---------- СТРОКИ НАБОРА ДАННЫХ ----------

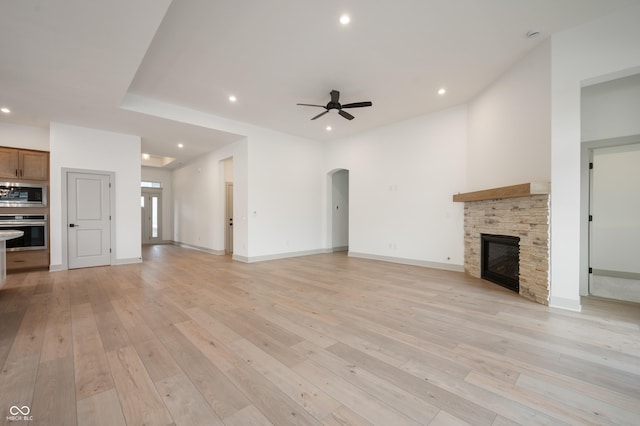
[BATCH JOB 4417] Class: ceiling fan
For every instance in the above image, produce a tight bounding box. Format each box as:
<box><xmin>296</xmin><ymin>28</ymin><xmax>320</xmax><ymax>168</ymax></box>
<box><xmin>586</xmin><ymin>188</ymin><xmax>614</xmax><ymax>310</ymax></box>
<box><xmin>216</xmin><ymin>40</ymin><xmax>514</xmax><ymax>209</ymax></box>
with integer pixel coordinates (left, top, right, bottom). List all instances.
<box><xmin>297</xmin><ymin>90</ymin><xmax>373</xmax><ymax>120</ymax></box>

----------

**ОПИСАНИЕ ЗАДАНИЯ:** Сколько строк в записях выше содержат слово «xmax»? Назовите только число.

**ВЫПОЛНЕННОЕ ЗАДАНИЕ:** 4